_Фрагмент текста_
⁂
Владимир Брюшинкин, Эдуард Войтехович

«ПРАВИТЕЛЕЙ НАДО ИСКАТЬ СРЕДИ ФИЛОСОФОВ»

долг памяти

Илл.:Коллаж из картин Игоря Морски.

Ко дню памяти Владимира Никифоровича Брюшинкина (26 декабря 1953 — 7 июня 2012)

Поговорить за жизнь мы любим. Хлебом не корми, дай порассуждать о политике и политиках, женщинах и деньгах, детях и образовании, болезнях и медицине, пожаловаться на всех и вся, поругаться, обвинить и оправдать, оценить и развенчать…

Одним словом, пофилософствовать. Без этого трудно, пожалуй, представить нашего человека. Это наше, этого у нас не отнять. «Думаем, стало быть, существуем». А может, и наоборот. Только интересно, что нам скажут, например, вот такие формулировки: «Проблемы информативности логических процедур», «Логическое моделирование процессов мышления»? Это названия всего лишь двух работ человека, для которого размышлять, думать о жизни стало не привычкой, не попыткой «разрядиться», расслабиться, а призванием, профессией, смыслом жизни.

Владимир Никифорович Брюшинкин, профессор, заведующий кафедрой философии и логики Калининградского государственного университета, доктор философских наук.
— Владимир Никифорович, как становятся философом?
— В детстве хотел стать журналистом. Дома была очень хорошая библиотека, много читал, зачитывался Шекспиром, а где-то в классе девятом мама принесла «Диалоги» Платона. И Платон меня очаровал своей диалектикой, когда кто-то что-то говорит, другой его опровергает, и они вместе ищут ответы. Увлечение Платоном породило во мне платонический конфликт между интересом к философии и любовью к математике. Моя учительница математики долго обижалась, узнав, что я поступил на философский факультет МГУ.
⁂
_Вопросы к тексту_
[A] Ответьте на вопросы по тексту о В. Н. Брюшинкине.
(i) Какой кафедрой заведовал В. Н. Брюшинкин в Калининградском государственном университете?
(ii) Кем он хотел стать в детстве?
(iii) На какой факультет он поступил?
[B] Выведите часть текста о В. Н. Брюшинкине, начиная со слов «Илл.:Коллаж из картин» и заканчивая словами «профессией, смыслом жизни.».
[C] Перечислите всех людей, которые названы в тексте о В. Н. Брюшинкине по имени или фамилии.

_Исходные данные_
⁂
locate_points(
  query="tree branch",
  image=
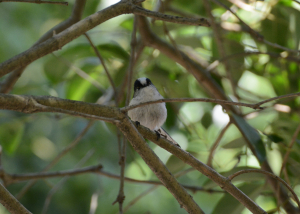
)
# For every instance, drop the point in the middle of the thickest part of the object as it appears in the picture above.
(11, 203)
(37, 2)
(66, 36)
(159, 169)
(76, 15)
(204, 79)
(186, 157)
⁂
_Ответы_
[A]
(i) Кафедрой философии и логики.
(ii) Журналистом.
(iii) На философский факультет МГУ.

[B]
Илл.:Коллаж из картин Игоря Морски.

Ко дню памяти Владимира Никифоровича Брюшинкина (26 декабря 1953 — 7 июня 2012)

Поговорить за жизнь мы любим. Хлебом не корми, дай порассуждать о политике и политиках, женщинах и деньгах, детях и образовании, болезнях и медицине, пожаловаться на всех и вся, поругаться, обвинить и оправдать, оценить и развенчать…

Одним словом, пофилософствовать. Без этого трудно, пожалуй, представить нашего человека. Это наше, этого у нас не отнять. «Думаем, стало быть, существуем». А может, и наоборот. Только интересно, что нам скажут, например, вот такие формулировки: «Проблемы информативности логических процедур», «Логическое моделирование процессов мышления»? Это названия всего лишь двух работ человека, для которого размышлять, думать о жизни стало не привычкой, не попыткой «разрядиться», расслабиться, а призванием, профессией, смыслом жизни.

[C] Владимир Никифорович Брюшинкин, Эдуард Войтехович, Игорь Морски, Шекспир, Платон.